(Entries from a point-annotation set)
···

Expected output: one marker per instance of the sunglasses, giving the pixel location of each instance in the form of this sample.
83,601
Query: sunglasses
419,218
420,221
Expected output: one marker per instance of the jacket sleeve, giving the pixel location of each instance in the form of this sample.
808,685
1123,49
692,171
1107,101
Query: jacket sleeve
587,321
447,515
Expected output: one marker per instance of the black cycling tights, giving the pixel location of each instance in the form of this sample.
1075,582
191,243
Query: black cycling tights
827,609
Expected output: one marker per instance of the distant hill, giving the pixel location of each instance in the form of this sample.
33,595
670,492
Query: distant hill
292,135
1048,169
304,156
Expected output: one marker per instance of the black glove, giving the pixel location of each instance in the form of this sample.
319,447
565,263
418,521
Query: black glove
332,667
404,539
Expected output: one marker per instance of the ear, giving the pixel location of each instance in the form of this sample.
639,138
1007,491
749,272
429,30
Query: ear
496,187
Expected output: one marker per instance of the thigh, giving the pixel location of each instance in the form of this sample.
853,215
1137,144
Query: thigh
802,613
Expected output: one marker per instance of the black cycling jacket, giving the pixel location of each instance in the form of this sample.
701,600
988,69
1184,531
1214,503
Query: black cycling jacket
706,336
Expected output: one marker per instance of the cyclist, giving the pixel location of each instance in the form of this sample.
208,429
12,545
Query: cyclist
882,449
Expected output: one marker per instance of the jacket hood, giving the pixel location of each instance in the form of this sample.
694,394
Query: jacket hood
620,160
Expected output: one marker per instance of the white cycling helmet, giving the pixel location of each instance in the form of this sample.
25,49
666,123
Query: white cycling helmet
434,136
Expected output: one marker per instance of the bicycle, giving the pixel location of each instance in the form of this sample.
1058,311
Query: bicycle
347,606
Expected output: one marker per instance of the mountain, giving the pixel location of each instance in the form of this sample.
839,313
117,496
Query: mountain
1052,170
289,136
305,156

···

Requirement:
Put every line above into a Markdown table with two columns: Row, holding the row number, and Line, holding the line itself. Skip any blank lines.

Expected answer:
| Row | Line |
|---|---|
| 1 | Expected output: one marker per instance of the sunglasses, giving the pixel location of each instance in the form of this sample. |
| 2 | 83,601 |
| 3 | Query: sunglasses |
| 4 | 419,218 |
| 5 | 420,221 |
| 6 | Expected output: one marker per instance of the jacket sleeve, giving the pixel location of each instance in the form of this sample. |
| 7 | 808,685 |
| 8 | 1123,49 |
| 9 | 692,171 |
| 10 | 1107,101 |
| 11 | Query: jacket sleeve |
| 12 | 587,321 |
| 13 | 447,515 |
| 14 | Expected output: one marker per instance of the black cycling tights, giving the pixel location of each instance in the form of this sample. |
| 15 | 1075,582 |
| 16 | 191,243 |
| 17 | Query: black cycling tights |
| 18 | 827,609 |
| 19 | Expected output: one marker per instance of the distant hill, giving the pixel location of each instance in the form of this sample. |
| 20 | 33,595 |
| 21 | 670,492 |
| 22 | Query: distant hill |
| 23 | 292,135 |
| 24 | 1048,169 |
| 25 | 304,156 |
| 26 | Expected output: one marker per instance of the black glove, giving the pixel location of each instance in the form of this sample. |
| 27 | 319,447 |
| 28 | 565,263 |
| 29 | 418,521 |
| 30 | Query: black glove |
| 31 | 332,667 |
| 32 | 404,539 |
| 33 | Expected output: one marker per instance of the ear, giving the pixel location of each instance in the form of this sample. |
| 34 | 639,138 |
| 35 | 1007,491 |
| 36 | 749,272 |
| 37 | 429,30 |
| 38 | Query: ear |
| 39 | 496,187 |
| 40 | Expected output: one marker per instance of the thigh, giving the pixel location of each instance in the form of this sample. |
| 41 | 853,215 |
| 42 | 1137,144 |
| 43 | Query: thigh |
| 44 | 802,613 |
| 45 | Expected output: one marker per instance of the black cycling jacket, giving the pixel location of each instance in the form of this sample. |
| 46 | 701,600 |
| 47 | 988,69 |
| 48 | 1184,531 |
| 49 | 1214,503 |
| 50 | Query: black cycling jacket |
| 51 | 706,336 |
| 52 | Expected output: one marker per instance of the cyclist, giving the pixel location of each instance in the form of this sample. |
| 53 | 208,429 |
| 54 | 12,545 |
| 55 | Query: cyclist |
| 56 | 882,449 |
| 57 | Expected output: one marker per instance of the jacket hood, giving the pixel location of each instance in the form of this sample. |
| 58 | 694,394 |
| 59 | Query: jacket hood |
| 60 | 620,160 |
| 61 | Expected output: one marker per instance of the white cycling helmet, giving the pixel location of each instance in the form of this sample. |
| 62 | 25,49 |
| 63 | 666,123 |
| 64 | Query: white cycling helmet |
| 65 | 434,136 |
| 66 | Expected output: one marker per instance of the bicycle, giving the pixel location of each instance in the form of this sample. |
| 67 | 1058,311 |
| 68 | Query: bicycle |
| 69 | 347,606 |
| 70 | Expected output: one marker per instance of the mountain, giving the pixel location of each instance in the form of this sample. |
| 71 | 839,313 |
| 72 | 117,496 |
| 73 | Query: mountain |
| 74 | 1052,170 |
| 75 | 289,136 |
| 76 | 305,156 |